## Source data
%%

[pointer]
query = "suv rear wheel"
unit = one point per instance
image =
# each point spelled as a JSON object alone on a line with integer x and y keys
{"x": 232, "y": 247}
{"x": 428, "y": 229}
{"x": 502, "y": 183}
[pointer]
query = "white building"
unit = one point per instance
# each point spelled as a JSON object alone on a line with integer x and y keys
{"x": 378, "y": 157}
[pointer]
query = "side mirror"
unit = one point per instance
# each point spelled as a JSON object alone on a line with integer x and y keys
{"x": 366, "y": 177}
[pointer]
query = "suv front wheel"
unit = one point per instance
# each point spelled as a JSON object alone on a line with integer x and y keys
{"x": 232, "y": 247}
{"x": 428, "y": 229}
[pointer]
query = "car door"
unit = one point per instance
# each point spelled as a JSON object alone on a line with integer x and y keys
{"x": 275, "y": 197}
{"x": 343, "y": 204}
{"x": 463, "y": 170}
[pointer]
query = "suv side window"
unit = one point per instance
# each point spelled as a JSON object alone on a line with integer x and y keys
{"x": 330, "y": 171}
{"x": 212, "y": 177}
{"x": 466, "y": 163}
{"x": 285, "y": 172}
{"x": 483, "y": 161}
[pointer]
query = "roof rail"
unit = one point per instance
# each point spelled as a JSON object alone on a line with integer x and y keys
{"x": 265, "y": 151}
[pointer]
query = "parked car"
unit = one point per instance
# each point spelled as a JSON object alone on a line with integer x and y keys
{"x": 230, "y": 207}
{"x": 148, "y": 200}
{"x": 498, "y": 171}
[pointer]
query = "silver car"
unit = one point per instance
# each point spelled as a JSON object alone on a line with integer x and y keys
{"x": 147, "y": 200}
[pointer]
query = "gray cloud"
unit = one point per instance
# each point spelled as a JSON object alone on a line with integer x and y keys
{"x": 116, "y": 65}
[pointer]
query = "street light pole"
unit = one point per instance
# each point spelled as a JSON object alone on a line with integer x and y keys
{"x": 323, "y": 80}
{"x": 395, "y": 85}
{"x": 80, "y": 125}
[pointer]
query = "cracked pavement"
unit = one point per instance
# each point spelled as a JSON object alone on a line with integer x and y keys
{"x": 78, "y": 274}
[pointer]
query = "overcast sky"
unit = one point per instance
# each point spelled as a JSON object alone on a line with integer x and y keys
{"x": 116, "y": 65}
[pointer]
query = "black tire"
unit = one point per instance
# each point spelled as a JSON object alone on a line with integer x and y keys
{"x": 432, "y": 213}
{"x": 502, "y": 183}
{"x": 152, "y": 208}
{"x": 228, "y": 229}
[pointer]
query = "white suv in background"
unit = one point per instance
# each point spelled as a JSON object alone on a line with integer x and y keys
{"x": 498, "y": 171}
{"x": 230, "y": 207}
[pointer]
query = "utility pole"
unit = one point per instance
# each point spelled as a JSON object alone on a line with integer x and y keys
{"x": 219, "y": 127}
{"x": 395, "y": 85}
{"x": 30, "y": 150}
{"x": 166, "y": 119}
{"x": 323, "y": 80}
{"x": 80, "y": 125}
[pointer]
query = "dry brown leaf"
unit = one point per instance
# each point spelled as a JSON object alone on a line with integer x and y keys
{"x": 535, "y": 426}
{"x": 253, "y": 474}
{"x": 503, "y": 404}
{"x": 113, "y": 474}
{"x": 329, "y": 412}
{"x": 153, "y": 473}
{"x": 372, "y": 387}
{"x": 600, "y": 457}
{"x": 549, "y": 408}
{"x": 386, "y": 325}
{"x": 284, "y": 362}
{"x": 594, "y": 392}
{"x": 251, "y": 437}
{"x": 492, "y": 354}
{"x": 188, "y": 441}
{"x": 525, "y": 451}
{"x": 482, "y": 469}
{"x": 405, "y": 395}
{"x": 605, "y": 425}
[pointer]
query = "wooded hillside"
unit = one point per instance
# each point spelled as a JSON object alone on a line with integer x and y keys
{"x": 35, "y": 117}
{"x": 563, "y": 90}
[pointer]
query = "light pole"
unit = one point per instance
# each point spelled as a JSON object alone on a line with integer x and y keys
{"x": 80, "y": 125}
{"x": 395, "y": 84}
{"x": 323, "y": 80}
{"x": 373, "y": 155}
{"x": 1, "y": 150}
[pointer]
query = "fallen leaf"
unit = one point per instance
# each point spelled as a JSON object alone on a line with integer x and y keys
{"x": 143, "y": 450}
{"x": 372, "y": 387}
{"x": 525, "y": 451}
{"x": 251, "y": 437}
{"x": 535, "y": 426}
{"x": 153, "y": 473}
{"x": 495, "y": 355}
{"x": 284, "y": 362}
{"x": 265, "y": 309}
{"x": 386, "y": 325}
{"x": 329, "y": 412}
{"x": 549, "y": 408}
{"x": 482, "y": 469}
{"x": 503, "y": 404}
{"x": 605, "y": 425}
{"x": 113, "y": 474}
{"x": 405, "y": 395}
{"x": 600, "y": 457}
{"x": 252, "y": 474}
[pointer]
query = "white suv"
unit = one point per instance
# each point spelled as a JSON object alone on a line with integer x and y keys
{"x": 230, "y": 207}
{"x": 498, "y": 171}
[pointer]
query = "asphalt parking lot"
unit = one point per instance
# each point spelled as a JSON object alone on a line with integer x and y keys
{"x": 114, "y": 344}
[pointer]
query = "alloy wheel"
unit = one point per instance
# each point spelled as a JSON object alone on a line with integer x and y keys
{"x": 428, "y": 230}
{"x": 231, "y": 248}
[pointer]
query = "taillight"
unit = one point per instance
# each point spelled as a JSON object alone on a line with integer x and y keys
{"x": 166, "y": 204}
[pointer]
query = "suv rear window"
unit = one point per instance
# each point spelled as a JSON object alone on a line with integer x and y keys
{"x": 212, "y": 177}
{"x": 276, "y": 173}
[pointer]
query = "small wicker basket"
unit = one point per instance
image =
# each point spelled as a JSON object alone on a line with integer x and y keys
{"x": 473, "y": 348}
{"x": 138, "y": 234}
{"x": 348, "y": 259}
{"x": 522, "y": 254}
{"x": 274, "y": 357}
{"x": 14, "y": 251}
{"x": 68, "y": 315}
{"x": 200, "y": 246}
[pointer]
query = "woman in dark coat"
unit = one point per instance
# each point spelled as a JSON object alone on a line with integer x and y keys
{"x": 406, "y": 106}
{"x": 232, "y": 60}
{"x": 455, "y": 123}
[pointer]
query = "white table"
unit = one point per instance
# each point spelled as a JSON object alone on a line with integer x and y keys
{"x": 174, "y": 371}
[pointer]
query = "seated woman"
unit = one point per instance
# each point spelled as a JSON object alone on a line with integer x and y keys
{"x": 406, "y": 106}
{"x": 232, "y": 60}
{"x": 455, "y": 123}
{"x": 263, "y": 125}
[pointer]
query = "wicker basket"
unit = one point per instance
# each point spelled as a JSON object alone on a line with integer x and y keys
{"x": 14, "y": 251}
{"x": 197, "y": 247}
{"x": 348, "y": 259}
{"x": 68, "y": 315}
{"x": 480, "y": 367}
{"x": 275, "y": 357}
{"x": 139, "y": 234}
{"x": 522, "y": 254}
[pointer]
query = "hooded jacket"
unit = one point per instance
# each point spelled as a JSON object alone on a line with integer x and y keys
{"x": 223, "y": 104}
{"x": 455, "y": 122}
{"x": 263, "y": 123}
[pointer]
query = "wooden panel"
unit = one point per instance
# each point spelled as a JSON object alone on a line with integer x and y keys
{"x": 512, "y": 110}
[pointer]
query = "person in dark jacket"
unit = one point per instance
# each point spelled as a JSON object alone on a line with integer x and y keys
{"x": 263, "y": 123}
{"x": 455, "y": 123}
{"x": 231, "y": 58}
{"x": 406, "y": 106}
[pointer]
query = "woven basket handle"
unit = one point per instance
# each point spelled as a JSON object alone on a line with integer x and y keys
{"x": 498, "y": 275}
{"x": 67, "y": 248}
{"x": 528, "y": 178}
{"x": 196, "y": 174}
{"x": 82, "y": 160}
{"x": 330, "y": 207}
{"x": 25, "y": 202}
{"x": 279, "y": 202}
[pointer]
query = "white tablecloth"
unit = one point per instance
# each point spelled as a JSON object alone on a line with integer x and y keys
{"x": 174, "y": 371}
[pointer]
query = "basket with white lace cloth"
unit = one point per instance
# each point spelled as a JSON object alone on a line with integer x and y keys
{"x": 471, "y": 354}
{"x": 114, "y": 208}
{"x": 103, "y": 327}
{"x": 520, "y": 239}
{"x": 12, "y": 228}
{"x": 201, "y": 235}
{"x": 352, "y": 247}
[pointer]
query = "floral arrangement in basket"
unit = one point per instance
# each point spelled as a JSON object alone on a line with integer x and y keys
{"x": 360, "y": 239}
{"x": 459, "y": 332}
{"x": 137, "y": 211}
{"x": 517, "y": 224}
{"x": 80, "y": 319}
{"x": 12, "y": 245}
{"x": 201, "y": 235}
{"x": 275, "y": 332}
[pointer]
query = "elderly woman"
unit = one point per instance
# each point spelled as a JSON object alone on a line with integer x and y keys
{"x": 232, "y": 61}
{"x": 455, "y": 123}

%%

## TASK INSTRUCTIONS
From the entries above, show each line that includes the string "pole".

## THE COMPLETED TASK
query = "street light pole"
query = "utility pole"
query = "light pole"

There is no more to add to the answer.